| Assignment |
Reproduce each entry below verbatim.

| Dataset items |
—————

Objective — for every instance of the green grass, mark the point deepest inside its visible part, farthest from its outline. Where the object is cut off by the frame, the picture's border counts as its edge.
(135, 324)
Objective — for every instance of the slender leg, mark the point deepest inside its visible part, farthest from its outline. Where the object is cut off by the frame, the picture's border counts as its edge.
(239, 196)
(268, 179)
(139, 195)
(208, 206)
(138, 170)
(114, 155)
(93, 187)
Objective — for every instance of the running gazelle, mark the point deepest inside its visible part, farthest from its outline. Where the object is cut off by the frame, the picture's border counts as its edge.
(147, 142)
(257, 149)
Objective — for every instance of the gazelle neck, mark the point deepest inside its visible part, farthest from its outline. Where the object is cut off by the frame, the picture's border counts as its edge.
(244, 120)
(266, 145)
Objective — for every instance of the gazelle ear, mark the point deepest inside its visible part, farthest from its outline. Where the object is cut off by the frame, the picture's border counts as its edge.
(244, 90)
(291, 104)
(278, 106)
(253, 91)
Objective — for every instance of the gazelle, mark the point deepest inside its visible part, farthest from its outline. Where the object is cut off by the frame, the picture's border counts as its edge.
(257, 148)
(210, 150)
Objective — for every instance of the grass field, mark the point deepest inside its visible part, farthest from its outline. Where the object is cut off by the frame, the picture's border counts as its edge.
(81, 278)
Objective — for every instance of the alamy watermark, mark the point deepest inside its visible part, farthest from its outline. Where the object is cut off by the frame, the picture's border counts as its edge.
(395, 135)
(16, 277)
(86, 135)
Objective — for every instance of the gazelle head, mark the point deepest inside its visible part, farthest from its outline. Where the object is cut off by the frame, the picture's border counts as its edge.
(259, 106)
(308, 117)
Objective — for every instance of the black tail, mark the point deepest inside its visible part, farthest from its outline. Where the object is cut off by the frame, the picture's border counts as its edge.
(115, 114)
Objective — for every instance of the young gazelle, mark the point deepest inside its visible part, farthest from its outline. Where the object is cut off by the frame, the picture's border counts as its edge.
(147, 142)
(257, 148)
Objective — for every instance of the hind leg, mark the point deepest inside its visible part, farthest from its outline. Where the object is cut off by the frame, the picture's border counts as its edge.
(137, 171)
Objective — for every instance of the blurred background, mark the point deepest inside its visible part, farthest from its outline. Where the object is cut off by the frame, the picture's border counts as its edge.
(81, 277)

—————

| Expected output |
Objective — for every instance of the green grass, mark the point deepest inside its visible part, farthest from its outline. Where the object is cut off by the frame, the picture's border counts as its edge.
(135, 324)
Objective — for every instance of the slender leg, mark the point deepest inside its visible part, farthest from its outline. Where the object is cut off by the frame, the picture's border counts as its edge.
(239, 196)
(268, 179)
(139, 195)
(208, 206)
(138, 170)
(114, 155)
(93, 187)
Objective — for every instance of the running gazelle, mark the point deepest inside its visible part, farthest from its outline. Where the object is cut off by the frame, the picture's border counts as its edge.
(147, 142)
(257, 149)
Objective — for every instance of the gazelle neck, mark the point deepest inside its visible part, farthest from its outline. Where the object is cut off by the frame, the picture's border counts as its edge.
(244, 120)
(266, 145)
Objective — for every instance of the gazelle ear, mark the point deepest inside its visible part, farthest from its outline. Where the object is cut off by the frame, the picture's border counts as its edge.
(244, 90)
(291, 104)
(278, 106)
(253, 91)
Objective — for every instance of the gazelle, mark the point deepest inside its visible part, farthest from its outline. Where the object is cut off by the frame, the picture's border counts as its edge.
(257, 148)
(210, 150)
Objective — for every instance of the grass field, mark the point deepest inside its visible part, farthest from its outline. Where the object is cut off by the frame, the picture's border counts as its edge.
(81, 278)
Objective — for every instance of the alamy watermark, mark the point deepest inside its visible part, farthest from its outline. Where the object is cut off by the frame, the picture's border counts as its edge.
(395, 135)
(16, 277)
(86, 135)
Objective — for every instance of the gazelle head, mark the point deepest inside its visible part, farthest from its outline. Where the object is cut off by the frame, the picture's border counts as its edge.
(259, 106)
(308, 117)
Objective — for every instance of the black tail, mark the point deepest inside its visible part, farthest from its outline. Where the object is cut off by the frame, the picture's border counts as its edge.
(115, 114)
Objective — for every instance of the young gazelle, mark the point deepest inside its visible part, farthest from its outline. Where the object is cut off by the frame, the picture's border counts as its edge.
(147, 142)
(257, 148)
Objective — for every instance of the hind leg, mark the point deepest inside its visible part, farthest from its outline. Where the object is cut off by the frame, the picture's border counts as its edge.
(137, 171)
Objective — for every instance of the blurred background, mark the point deepest inside its visible part, farthest from its outline. Where the object is cut off by the frame, the picture's border counts as its edge.
(81, 277)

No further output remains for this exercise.